━━━ Text provided
And he’s saved users about three million dollars’ worth of unpaid parking tickets in just five months. Who is he? He’s the world’s first robot lawyer and brainchild of Joshua Browder, a Stanford University student and self-taught coder. What does he do? Fight the people’s parking tickets.
In less than two years, Browder’s self-proclaimed “world’s first” robot lawyer helped void 160,000 parking tickets across the UK and New York area, making the chatbot an international hero in his own right simply for sticking it to the man in a way we could only imagine.
Officially dubbed “DoNotPay” (also the title of his chatbot assist website), the robo-lawyer was initially developed as a response to some of Browder’s own outstanding parking tickets. And like any good success story, the motivation to do something about it didn’t come from a sense of civic duty; alas, it came from his mom nagging him to finally pay his own way. Impressive.
━━━━━━
━━━ Provided material
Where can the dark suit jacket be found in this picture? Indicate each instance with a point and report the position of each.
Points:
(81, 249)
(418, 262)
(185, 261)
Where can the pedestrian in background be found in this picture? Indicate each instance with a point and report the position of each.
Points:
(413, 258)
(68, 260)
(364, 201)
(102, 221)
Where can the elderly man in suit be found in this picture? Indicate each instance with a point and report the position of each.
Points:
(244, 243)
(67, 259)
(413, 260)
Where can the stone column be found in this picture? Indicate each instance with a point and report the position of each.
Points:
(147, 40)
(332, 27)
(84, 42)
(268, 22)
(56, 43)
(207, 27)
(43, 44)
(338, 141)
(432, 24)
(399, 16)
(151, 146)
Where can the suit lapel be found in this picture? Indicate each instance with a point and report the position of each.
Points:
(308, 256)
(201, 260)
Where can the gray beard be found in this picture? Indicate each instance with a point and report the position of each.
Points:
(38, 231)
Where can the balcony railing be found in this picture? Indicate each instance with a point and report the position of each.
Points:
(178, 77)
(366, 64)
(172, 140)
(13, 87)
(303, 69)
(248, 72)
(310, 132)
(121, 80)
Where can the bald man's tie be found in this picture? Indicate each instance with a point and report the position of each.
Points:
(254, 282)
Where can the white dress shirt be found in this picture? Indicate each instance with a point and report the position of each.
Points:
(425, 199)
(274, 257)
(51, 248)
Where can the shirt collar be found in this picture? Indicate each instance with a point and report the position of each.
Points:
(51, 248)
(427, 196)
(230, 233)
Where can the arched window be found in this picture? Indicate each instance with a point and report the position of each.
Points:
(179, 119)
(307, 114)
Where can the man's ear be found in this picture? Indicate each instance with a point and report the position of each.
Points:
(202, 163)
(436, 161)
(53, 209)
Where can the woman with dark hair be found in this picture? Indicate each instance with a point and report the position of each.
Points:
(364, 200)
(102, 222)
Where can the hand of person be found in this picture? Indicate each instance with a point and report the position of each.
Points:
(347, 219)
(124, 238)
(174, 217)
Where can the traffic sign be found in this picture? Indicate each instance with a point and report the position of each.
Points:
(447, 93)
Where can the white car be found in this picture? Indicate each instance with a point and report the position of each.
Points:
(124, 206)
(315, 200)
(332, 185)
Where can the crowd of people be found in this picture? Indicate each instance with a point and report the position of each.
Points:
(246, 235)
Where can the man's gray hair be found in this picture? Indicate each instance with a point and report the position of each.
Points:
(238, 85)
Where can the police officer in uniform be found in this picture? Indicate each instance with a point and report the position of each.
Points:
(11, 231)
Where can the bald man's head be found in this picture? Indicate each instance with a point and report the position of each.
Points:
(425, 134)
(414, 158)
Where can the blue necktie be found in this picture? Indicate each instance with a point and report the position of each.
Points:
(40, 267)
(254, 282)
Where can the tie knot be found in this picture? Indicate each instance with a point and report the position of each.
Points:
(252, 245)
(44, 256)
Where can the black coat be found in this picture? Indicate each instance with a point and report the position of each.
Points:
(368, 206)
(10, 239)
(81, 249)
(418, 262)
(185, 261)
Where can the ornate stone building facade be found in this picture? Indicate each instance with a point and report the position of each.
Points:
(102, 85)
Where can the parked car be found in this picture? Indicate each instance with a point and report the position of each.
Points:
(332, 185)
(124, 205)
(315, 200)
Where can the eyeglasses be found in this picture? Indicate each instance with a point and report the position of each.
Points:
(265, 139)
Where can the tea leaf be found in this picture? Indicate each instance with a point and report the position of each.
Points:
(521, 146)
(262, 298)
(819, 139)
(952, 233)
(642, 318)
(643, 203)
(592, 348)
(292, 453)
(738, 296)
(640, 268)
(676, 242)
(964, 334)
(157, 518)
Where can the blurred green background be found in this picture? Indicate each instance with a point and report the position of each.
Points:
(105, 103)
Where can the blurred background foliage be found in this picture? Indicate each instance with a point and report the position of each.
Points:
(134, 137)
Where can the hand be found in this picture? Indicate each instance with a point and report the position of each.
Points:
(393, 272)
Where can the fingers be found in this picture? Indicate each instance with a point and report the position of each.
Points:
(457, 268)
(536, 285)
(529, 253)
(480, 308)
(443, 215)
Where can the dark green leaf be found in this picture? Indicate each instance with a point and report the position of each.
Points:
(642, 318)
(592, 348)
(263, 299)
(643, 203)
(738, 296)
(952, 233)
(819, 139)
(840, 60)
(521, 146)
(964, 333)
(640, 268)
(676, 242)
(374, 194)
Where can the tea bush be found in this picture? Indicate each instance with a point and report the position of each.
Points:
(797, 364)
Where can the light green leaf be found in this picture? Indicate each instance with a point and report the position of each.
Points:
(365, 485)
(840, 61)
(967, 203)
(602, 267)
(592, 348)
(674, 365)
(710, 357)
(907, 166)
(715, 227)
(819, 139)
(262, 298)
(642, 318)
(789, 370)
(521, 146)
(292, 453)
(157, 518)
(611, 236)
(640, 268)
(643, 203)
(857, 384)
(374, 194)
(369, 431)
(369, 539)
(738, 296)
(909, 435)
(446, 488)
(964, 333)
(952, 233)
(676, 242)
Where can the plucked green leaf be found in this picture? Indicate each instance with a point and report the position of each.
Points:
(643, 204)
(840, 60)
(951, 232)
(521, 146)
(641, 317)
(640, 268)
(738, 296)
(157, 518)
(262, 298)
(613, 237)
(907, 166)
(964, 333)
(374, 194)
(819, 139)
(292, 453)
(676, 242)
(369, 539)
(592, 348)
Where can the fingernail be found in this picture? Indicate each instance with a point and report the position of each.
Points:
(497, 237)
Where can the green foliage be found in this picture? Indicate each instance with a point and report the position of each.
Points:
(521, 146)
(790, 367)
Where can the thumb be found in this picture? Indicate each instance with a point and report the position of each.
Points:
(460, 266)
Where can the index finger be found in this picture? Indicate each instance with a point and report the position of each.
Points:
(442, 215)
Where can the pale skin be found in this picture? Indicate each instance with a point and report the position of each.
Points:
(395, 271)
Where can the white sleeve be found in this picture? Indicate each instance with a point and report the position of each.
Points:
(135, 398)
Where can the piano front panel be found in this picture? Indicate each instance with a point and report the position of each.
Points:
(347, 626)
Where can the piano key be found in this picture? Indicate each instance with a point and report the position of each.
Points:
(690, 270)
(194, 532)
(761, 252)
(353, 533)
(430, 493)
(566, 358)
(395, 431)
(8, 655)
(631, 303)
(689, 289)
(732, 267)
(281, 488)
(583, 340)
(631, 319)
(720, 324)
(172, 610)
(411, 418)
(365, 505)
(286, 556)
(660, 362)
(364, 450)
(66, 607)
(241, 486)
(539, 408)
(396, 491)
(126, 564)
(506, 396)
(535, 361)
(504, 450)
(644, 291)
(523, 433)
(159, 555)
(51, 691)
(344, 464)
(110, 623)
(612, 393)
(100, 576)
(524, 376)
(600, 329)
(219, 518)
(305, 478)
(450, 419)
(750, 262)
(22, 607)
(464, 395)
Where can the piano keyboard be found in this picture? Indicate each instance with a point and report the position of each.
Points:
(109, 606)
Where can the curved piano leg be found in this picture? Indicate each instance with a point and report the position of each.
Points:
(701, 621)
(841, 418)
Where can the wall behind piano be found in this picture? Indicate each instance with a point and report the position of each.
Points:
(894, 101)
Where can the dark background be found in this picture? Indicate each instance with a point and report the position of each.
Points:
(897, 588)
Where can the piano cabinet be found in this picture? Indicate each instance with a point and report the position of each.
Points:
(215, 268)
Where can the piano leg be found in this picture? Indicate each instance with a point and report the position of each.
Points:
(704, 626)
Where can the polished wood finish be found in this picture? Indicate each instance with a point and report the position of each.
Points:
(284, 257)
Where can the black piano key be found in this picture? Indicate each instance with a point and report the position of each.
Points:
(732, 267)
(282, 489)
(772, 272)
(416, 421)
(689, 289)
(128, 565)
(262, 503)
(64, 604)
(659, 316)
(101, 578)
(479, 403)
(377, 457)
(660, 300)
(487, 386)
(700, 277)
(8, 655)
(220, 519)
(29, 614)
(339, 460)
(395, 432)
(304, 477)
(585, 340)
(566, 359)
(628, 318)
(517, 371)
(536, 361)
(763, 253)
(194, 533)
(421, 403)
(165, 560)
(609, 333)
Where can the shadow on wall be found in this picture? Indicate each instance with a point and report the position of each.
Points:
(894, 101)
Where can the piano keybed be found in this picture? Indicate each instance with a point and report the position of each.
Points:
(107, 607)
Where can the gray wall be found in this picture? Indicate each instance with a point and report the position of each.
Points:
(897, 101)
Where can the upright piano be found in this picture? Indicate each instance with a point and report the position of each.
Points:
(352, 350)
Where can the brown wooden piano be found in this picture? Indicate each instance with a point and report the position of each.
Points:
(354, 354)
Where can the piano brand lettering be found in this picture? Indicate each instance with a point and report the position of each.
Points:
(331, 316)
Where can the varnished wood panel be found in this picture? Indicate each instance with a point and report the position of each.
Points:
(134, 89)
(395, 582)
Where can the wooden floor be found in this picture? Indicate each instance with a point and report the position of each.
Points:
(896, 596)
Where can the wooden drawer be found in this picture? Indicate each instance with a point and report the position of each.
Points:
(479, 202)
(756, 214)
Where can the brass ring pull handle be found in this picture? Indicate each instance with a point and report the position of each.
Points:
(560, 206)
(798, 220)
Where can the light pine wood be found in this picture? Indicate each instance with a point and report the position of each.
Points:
━━━━━━
▶ Task goal
Reproduce the passage about the robot lawyer word for word, starting with "And he’s saved" and going on through "people’s parking tickets.". The entries above are not needed here.

▶ Solution for this problem
And he’s saved users about three million dollars’ worth of unpaid parking tickets in just five months. Who is he? He’s the world’s first robot lawyer and brainchild of Joshua Browder, a Stanford University student and self-taught coder. What does he do? Fight the people’s parking tickets.